§ **TEXTO PROPORCIONADO**:
==============================
2. Un hombre al centro del escenario, algo dice, su voz truena, es intensa, es fuerte, conmueve; algo pasa, todo sale volando, un terremoto ha arrasado con su alrededor, pero no solamente, también con él, ahora su voz tiembla, su pantalón salió volando… En un sol amarillo pone en escena una poética evidente, señalada de todos modos por Julia Peredo en su tesis de licenciatura, pero que ella no se atreve a nombrar: “La obra está centrada en la injusticia que ejercen los poderosos frente a los desvalidos”, señala, además aclara que la suma de voces recopiladas (una pluralidad) son sintetizadas en una sola voz.
No dice que esa moral quiere convencer al espectador de una posición, busca, a la manera de las obras de Raúl Salmón estudiadas por Karmen Saavedra, su pasividad. “Sí, qué terribles son los políticos”, dirá el espectador luego de ver la corrupción en la obra, le tirará papeles, jamás pensará en ser político (en el sentido amplio de la palabra). Peredo habla de Brecht y de cómo Los Andes generarían una distancia crítica; sin embargo, los mismos elementos que ella ennumera (división dicotómica entre agredidos y agresores, la caricaturización de los segundos que logra identificación con los primeros, el humor en tanto sátira…) va en sentido contrario. Brecht también tenía una moral, diría ella, y tiene razón: ambos están muertos, matizando que la moral de Brecht, diría Benjamín, no era impositiva.
==============================
§ **EXTRACTO DE DATOS**:
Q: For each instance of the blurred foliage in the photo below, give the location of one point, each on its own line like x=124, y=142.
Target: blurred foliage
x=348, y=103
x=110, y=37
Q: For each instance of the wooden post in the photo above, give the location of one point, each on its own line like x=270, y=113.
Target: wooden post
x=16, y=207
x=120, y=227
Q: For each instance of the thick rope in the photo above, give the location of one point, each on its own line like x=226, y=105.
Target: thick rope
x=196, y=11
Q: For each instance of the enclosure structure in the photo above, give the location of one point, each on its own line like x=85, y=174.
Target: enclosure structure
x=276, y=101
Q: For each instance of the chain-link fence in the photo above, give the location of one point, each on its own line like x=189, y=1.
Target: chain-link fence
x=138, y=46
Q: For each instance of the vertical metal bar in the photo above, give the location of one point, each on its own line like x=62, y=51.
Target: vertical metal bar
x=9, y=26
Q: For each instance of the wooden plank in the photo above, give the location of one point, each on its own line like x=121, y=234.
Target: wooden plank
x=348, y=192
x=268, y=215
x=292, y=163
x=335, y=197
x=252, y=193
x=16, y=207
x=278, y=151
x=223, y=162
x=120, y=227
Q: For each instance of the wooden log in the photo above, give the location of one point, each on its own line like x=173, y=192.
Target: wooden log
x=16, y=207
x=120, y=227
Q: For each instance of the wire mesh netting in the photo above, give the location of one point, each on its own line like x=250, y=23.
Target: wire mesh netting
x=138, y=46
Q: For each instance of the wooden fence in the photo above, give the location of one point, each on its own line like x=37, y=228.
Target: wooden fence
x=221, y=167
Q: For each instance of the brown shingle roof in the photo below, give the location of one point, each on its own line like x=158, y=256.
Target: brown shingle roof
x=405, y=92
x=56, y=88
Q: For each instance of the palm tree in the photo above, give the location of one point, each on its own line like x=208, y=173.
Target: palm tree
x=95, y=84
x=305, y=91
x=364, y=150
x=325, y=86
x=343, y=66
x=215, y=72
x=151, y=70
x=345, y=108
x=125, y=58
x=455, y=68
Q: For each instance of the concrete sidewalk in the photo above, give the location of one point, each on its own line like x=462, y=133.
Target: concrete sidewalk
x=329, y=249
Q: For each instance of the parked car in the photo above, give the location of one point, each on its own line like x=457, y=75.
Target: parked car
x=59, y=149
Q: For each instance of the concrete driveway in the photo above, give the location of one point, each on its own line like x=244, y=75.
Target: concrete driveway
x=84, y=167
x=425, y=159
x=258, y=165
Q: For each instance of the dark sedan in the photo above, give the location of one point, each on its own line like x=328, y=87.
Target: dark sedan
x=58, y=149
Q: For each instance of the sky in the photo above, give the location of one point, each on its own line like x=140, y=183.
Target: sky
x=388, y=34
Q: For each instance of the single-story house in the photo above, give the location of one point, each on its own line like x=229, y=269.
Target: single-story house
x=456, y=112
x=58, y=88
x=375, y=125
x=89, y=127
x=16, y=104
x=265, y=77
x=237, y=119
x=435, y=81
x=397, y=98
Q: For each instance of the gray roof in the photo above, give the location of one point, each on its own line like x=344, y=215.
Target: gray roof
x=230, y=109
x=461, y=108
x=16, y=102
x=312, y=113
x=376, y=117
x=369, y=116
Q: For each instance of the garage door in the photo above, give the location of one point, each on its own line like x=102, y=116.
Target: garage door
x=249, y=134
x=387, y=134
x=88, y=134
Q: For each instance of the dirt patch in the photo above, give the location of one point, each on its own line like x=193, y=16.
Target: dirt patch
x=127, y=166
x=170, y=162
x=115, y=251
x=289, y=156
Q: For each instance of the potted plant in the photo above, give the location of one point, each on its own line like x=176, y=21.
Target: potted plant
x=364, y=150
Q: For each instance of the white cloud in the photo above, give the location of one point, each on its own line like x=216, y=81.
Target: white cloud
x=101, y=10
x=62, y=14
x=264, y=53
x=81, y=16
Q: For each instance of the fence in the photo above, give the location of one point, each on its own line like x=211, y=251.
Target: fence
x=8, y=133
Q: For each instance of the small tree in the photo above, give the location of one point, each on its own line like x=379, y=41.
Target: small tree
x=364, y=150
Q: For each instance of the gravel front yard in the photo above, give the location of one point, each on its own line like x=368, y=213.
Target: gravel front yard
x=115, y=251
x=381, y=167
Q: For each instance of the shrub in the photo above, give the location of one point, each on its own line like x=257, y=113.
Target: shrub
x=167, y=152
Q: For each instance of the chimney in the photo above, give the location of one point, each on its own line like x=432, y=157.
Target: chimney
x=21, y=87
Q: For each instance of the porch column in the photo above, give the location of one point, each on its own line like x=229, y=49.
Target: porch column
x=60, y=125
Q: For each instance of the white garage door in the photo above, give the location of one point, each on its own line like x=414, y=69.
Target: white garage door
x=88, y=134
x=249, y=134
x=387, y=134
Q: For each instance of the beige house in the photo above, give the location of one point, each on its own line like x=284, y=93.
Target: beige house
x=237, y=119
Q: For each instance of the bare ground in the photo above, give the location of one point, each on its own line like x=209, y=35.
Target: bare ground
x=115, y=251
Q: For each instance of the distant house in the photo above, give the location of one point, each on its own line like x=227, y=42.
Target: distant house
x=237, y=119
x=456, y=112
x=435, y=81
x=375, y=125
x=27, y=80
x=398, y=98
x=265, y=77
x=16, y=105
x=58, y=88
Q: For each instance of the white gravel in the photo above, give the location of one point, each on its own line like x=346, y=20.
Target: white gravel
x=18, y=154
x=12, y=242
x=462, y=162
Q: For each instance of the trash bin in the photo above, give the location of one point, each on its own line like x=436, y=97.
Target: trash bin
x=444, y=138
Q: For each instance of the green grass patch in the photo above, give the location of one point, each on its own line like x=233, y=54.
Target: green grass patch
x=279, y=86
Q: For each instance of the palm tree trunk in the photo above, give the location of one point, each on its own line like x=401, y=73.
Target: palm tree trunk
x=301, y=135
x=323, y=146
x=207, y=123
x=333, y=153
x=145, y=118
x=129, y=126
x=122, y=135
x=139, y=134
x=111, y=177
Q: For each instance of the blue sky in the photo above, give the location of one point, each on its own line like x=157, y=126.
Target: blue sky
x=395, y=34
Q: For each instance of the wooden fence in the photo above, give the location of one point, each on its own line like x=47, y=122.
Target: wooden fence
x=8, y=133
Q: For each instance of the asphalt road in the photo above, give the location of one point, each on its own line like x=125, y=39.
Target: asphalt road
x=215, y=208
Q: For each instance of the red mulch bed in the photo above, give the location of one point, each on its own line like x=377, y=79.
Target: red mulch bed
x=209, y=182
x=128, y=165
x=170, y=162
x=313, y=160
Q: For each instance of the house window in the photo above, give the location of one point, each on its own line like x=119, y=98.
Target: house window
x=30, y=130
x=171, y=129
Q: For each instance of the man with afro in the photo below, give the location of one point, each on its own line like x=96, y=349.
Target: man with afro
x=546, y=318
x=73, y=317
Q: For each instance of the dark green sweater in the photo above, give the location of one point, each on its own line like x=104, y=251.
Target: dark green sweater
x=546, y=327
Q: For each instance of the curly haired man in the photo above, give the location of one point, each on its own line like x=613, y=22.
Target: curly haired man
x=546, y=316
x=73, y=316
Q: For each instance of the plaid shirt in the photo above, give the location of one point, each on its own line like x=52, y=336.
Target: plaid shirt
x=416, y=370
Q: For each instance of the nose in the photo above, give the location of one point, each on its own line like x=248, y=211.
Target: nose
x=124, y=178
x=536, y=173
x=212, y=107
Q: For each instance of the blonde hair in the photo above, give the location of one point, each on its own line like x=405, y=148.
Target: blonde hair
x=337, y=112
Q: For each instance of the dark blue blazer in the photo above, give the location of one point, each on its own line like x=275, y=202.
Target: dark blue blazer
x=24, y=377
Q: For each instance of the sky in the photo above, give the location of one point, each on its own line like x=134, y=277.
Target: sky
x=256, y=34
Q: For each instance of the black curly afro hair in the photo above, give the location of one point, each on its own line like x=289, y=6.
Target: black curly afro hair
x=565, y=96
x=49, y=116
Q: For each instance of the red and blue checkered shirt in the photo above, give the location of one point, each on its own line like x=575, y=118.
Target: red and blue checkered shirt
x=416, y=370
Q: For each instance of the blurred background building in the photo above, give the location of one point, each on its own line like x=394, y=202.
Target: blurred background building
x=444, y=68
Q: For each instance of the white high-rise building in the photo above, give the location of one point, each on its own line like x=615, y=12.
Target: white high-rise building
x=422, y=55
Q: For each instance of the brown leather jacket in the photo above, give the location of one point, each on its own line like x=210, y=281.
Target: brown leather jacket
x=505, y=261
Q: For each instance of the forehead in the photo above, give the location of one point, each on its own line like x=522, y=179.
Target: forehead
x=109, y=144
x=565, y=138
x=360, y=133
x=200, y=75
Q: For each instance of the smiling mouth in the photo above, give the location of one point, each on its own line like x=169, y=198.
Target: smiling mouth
==============================
§ **TAREAS**:
1: En el texto sobre la obra En un sol amarillo, ¿en qué está centrada la obra según la cita de Julia Peredo?
2: Prolonga el texto sobre la obra En un sol amarillo a partir de su última oración.

§ **RESPUESTAS**:
1: En la injusticia que ejercen los poderosos frente a los desvalidos.

2:
3. En dicho festejo vi mis primeras obras del famoso elenco nacional. Sí, no vi La Ilíada, La Odisea, Frágil, Otra vez Marcelo y otras obras que, dicen los sabios, marcan su mejor época, aquella liderada por César Brie. Pero confío en que esa moral, esa forma de hacer no haya variado sustancialmente (lo que no implica que los resultados sean técnicamente iguales) y es por eso que son lo que son: el ideal del teatro boliviano para muchos hacedores (casi todos los elencos hoy utilizan ejercicios provenientes de la Antropología teatral de Eugenio Barba, que obviamente llega al país con Brie) y críticos. Por lo tanto, son (un nuevo) Padre con las luces y sombras que tiene este término.
4. Así se vuelve interesante que hayan montado Hamlet, un hijo colocado en un dilema ético: el de constituirse como sujeto o el de replicar una subjetividad anterior (la de su padre que, también, se llama Hamlet; juego de dobles con el que Shakespeare estaba muy familiarizado). Los Andes resuelve fácilmente ese dilema, al final de la obra, los personajes se estancan en una puerta, afirman que están cansados de la venganza, faltaba un beso y abrazos, se retiran tras tanta confusión. Así, aunque no lo noten, siguen el camino del Padre, marcando una ley (matar o amar, da igual), ley que dicta y no deja al hijo progresar, pensar, ser un “sujeto que dirige su deseo”, diría Barthes. Así se aclara la poética marcada en la otra obra mencionada: primero hay que conmover, convencer, luego predicar; movimiento de la retórica clásica. Maticemos: un corpus clásico puede convertirse en un espacio “donde se pueda desear”.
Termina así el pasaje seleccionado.